__Supplied material__
_____
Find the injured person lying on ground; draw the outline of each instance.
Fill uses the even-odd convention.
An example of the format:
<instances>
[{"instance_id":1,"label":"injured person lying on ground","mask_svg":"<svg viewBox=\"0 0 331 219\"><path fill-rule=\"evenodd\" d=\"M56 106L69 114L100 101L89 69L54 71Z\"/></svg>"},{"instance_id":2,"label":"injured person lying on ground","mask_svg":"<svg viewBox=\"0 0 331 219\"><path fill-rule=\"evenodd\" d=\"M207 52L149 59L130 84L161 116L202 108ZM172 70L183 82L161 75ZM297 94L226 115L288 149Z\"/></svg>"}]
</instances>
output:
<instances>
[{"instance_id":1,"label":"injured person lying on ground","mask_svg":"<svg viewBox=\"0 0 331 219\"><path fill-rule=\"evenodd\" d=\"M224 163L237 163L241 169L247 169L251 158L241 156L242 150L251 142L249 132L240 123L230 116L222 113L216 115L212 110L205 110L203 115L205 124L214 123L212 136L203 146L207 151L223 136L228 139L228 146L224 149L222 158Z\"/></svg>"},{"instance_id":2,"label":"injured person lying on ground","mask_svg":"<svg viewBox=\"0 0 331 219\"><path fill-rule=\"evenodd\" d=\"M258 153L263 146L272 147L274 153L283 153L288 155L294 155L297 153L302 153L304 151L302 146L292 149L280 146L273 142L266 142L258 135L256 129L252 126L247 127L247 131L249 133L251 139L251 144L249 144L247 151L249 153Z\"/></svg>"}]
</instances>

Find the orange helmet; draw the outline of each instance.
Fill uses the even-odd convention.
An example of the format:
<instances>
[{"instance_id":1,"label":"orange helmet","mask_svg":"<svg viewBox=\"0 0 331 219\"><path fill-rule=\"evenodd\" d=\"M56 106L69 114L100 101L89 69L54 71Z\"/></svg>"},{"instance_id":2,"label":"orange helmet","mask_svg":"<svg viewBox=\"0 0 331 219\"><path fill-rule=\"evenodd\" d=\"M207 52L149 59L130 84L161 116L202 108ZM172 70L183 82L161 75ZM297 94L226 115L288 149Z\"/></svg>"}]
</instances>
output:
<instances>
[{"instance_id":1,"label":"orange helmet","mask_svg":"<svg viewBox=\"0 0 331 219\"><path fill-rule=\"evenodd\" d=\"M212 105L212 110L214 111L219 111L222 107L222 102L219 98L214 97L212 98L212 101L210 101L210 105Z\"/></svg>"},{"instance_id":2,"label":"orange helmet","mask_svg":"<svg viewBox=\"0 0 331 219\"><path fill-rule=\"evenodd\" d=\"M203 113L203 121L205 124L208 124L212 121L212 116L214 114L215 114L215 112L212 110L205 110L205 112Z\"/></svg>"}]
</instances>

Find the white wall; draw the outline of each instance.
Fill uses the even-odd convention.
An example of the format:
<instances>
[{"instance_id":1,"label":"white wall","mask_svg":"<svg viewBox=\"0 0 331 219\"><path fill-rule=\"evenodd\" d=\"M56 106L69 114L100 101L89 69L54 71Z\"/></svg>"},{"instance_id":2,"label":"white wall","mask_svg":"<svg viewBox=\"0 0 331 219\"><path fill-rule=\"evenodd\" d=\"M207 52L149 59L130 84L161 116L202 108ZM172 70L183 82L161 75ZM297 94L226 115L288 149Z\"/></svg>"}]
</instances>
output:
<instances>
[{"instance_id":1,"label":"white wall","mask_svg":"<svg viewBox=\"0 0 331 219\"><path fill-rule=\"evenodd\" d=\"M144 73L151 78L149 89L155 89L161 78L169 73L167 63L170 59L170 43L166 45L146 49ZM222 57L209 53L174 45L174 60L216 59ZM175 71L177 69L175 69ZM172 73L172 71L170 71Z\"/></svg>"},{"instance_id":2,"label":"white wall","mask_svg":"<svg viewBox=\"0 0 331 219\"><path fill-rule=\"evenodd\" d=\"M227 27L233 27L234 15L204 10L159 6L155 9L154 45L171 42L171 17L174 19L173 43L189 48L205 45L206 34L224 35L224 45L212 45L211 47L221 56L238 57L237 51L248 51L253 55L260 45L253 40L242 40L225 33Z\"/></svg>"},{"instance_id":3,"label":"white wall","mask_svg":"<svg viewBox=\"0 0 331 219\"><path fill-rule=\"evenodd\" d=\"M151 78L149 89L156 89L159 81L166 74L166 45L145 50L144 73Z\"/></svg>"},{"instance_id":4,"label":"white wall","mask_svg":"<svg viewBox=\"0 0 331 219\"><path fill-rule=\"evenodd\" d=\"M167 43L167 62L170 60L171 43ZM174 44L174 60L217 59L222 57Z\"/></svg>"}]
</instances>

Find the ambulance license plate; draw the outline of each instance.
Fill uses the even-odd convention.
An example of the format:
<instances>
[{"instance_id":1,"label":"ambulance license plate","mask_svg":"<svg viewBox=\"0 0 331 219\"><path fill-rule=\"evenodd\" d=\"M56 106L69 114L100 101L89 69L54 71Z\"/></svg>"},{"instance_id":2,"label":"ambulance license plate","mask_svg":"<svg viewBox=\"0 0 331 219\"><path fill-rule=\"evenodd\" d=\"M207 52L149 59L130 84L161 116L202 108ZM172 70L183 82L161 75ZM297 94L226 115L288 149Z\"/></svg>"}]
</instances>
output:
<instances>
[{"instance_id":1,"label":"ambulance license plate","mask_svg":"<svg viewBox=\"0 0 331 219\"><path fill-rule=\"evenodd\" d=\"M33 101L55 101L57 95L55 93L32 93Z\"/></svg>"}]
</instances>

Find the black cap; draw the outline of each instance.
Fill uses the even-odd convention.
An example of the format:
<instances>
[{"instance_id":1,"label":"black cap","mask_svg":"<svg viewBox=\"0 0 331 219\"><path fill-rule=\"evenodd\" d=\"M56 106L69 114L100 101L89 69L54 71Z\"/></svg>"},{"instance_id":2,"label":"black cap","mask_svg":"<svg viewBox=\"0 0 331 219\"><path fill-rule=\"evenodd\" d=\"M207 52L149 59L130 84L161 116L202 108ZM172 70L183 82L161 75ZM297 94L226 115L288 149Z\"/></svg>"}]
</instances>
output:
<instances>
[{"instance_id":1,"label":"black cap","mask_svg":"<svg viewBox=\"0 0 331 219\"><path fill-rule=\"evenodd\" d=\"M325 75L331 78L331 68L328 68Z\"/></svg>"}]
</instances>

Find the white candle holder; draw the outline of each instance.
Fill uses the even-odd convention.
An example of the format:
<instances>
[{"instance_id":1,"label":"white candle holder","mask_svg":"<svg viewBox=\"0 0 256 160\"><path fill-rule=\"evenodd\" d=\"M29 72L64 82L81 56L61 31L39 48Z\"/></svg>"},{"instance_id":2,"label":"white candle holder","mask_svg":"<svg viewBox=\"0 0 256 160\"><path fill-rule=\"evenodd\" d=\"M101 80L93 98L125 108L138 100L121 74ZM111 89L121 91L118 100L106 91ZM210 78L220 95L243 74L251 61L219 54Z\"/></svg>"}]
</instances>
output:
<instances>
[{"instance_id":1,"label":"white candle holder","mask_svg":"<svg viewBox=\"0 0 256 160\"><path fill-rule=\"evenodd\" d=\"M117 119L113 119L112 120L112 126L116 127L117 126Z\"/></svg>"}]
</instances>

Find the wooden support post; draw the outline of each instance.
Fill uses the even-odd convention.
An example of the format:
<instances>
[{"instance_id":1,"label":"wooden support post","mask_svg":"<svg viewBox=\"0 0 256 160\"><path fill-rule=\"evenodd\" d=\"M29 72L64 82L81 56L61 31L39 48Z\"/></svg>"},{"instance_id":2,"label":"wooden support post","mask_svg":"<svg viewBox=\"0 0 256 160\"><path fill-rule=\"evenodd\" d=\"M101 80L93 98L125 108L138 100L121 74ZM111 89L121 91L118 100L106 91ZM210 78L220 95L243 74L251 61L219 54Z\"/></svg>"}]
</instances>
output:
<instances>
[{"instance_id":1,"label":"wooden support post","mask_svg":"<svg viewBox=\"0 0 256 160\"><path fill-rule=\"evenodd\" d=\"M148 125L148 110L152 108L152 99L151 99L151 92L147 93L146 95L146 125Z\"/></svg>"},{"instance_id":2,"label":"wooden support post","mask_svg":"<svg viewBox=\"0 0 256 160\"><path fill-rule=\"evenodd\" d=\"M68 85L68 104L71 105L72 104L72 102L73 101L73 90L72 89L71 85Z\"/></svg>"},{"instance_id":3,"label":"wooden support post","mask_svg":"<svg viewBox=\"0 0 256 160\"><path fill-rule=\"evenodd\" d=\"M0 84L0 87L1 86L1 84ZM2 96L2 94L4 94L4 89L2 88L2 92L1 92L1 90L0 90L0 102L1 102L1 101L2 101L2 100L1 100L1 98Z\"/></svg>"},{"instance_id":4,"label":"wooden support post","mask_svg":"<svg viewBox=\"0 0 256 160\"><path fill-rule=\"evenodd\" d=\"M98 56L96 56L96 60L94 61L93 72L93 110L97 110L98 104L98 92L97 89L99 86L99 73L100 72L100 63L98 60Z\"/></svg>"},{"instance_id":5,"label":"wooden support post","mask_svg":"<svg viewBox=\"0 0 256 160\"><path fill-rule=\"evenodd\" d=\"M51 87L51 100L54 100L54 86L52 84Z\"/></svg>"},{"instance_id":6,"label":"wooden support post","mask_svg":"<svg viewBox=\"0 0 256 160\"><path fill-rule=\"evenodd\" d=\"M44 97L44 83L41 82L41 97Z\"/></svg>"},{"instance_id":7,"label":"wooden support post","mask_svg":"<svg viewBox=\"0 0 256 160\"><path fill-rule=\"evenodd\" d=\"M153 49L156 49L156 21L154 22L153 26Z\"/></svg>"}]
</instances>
_____
__Task requirements__
Please find each line in the text above that contains the string "plate" and copy every one of those lines in full.

__Output below__
Find the ambulance license plate; draw the outline of each instance.
[{"instance_id":1,"label":"ambulance license plate","mask_svg":"<svg viewBox=\"0 0 331 219\"><path fill-rule=\"evenodd\" d=\"M56 106L69 114L100 101L89 69L54 71Z\"/></svg>"},{"instance_id":2,"label":"ambulance license plate","mask_svg":"<svg viewBox=\"0 0 331 219\"><path fill-rule=\"evenodd\" d=\"M207 52L149 59L130 84L161 116L202 108ZM172 70L183 82L161 75ZM297 94L226 115L288 149Z\"/></svg>"}]
[{"instance_id":1,"label":"ambulance license plate","mask_svg":"<svg viewBox=\"0 0 331 219\"><path fill-rule=\"evenodd\" d=\"M33 101L55 101L57 95L55 93L32 93Z\"/></svg>"}]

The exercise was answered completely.